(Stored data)
+ + +
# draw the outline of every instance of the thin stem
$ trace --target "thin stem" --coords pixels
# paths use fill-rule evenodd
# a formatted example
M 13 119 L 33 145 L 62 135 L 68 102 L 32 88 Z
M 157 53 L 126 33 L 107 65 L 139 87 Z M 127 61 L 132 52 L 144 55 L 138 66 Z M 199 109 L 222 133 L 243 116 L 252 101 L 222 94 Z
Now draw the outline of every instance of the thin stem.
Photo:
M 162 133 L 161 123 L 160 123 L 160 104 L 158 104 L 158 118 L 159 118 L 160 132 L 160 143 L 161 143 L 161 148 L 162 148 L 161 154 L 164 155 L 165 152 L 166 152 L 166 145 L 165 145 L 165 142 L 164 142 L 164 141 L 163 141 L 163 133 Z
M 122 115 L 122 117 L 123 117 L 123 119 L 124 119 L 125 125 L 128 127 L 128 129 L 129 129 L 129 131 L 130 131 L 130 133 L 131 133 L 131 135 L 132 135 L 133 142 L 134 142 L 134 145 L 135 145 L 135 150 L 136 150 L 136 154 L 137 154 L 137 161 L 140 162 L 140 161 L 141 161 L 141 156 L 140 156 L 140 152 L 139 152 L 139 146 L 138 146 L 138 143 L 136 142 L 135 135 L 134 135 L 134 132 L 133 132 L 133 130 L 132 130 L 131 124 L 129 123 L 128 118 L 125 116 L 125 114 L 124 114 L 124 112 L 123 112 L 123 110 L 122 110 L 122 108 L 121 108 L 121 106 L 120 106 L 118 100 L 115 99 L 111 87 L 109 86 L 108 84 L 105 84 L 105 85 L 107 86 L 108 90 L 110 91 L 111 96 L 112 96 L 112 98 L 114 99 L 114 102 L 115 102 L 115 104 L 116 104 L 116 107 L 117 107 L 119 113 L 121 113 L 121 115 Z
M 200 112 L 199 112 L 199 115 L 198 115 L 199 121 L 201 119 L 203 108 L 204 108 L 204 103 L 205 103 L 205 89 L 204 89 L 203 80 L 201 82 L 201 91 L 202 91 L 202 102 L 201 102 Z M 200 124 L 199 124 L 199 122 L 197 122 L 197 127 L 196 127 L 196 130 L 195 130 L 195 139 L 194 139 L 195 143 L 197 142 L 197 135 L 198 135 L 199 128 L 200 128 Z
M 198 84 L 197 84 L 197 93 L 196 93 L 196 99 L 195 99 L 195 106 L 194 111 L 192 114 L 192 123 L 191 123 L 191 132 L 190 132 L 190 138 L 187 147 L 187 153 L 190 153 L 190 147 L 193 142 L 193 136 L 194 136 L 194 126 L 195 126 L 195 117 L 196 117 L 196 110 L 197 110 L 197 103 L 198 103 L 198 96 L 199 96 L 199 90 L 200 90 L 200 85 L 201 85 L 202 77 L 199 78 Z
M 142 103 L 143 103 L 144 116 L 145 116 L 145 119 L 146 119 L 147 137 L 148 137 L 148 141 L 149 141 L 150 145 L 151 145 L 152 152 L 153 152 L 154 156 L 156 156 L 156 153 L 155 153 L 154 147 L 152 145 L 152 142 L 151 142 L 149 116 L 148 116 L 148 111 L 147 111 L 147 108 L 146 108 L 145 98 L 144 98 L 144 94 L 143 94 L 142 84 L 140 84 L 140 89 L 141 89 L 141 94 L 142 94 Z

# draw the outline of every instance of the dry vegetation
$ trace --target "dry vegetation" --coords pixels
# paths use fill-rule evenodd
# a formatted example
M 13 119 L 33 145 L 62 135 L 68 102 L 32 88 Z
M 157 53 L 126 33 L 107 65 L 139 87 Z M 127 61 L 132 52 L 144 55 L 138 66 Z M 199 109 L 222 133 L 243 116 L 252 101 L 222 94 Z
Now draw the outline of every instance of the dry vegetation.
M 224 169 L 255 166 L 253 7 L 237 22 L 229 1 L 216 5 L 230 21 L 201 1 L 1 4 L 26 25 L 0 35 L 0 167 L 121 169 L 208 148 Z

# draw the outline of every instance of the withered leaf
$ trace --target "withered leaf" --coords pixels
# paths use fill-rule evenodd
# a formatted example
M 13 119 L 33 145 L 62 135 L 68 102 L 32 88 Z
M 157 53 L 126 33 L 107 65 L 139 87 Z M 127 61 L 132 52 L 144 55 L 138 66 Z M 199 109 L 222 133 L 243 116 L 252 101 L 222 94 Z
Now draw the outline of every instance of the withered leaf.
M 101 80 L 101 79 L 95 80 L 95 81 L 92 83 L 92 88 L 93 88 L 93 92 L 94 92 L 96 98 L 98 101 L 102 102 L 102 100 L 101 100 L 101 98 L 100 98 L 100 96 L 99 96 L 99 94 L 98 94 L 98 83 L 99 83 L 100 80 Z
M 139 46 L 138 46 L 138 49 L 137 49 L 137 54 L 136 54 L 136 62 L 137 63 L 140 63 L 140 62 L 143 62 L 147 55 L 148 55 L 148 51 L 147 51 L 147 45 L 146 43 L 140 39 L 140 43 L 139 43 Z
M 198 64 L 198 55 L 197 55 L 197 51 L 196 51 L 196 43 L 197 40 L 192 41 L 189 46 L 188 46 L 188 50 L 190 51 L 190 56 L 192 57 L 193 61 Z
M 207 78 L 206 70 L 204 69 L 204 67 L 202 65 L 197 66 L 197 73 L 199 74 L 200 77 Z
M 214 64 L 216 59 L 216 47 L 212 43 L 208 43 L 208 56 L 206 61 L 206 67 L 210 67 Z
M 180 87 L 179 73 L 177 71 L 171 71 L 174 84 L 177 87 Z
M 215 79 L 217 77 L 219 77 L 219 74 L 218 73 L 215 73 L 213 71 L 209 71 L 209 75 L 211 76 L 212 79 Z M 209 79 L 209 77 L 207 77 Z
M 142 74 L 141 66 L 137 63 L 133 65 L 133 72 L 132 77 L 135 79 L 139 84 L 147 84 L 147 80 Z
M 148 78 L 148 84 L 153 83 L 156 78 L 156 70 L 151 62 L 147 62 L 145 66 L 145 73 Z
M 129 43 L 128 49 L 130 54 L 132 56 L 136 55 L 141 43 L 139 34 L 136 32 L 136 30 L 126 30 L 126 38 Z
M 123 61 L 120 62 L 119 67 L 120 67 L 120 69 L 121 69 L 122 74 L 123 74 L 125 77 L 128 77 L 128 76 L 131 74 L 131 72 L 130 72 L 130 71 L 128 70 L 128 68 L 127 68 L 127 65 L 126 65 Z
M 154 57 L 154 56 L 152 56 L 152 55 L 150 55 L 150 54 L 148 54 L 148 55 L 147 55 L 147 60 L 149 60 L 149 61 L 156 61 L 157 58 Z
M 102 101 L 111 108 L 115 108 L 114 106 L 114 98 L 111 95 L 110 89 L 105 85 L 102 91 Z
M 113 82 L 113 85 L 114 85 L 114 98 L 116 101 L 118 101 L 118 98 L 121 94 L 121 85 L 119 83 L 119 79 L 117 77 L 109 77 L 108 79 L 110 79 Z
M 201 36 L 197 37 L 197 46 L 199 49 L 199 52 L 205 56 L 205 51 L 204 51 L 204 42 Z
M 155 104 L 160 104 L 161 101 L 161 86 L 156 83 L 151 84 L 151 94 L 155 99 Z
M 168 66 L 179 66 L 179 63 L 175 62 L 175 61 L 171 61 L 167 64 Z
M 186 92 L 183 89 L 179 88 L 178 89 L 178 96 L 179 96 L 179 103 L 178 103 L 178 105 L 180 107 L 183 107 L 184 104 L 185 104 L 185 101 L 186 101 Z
+ + +
Task directions:
Duplicate the rows from the line with "# draw the outline of every instance of the withered" up to and including the line with "M 129 43 L 128".

Task response:
# draw the outline of every instance of the withered leaf
$ trace --target "withered leaf" --coords pixels
# paths use fill-rule evenodd
# a formatted example
M 13 119 L 33 145 L 62 135 L 68 102 L 32 88 Z
M 157 53 L 126 33 L 107 65 L 139 87 Z M 127 61 L 132 52 L 144 55 L 138 66 Z M 199 109 L 222 133 L 243 116 L 252 101 L 222 94 Z
Now draw the outline of every instance of the withered leaf.
M 101 80 L 101 79 L 95 80 L 95 81 L 92 83 L 92 88 L 93 88 L 93 92 L 94 92 L 96 98 L 98 101 L 102 102 L 102 100 L 101 100 L 101 98 L 100 98 L 100 96 L 99 96 L 99 94 L 98 94 L 98 83 L 99 83 L 100 80 Z
M 139 46 L 138 46 L 138 49 L 137 49 L 137 54 L 136 54 L 136 62 L 137 63 L 140 63 L 140 62 L 143 62 L 147 55 L 148 55 L 148 51 L 147 51 L 147 45 L 146 43 L 140 39 L 140 43 L 139 43 Z
M 198 64 L 198 55 L 197 55 L 197 51 L 196 51 L 196 43 L 197 40 L 192 41 L 189 46 L 188 46 L 188 50 L 190 51 L 190 56 L 192 57 L 193 61 Z
M 207 78 L 206 70 L 204 69 L 204 67 L 202 65 L 197 66 L 197 73 L 199 74 L 200 77 Z
M 214 64 L 216 59 L 216 47 L 212 43 L 208 43 L 208 56 L 206 61 L 206 67 L 210 67 Z
M 180 87 L 179 73 L 177 71 L 171 71 L 174 84 L 177 87 Z
M 215 79 L 217 77 L 219 77 L 219 74 L 218 73 L 215 73 L 213 71 L 209 71 L 209 75 L 211 76 L 212 79 Z M 209 79 L 209 77 L 207 77 Z
M 142 74 L 141 66 L 137 63 L 133 65 L 133 72 L 132 77 L 135 79 L 139 84 L 147 84 L 147 80 Z
M 148 78 L 148 84 L 153 83 L 156 78 L 156 70 L 151 62 L 147 62 L 145 66 L 145 73 Z
M 129 43 L 128 49 L 130 54 L 132 56 L 136 55 L 141 43 L 139 34 L 136 32 L 136 30 L 126 30 L 126 38 Z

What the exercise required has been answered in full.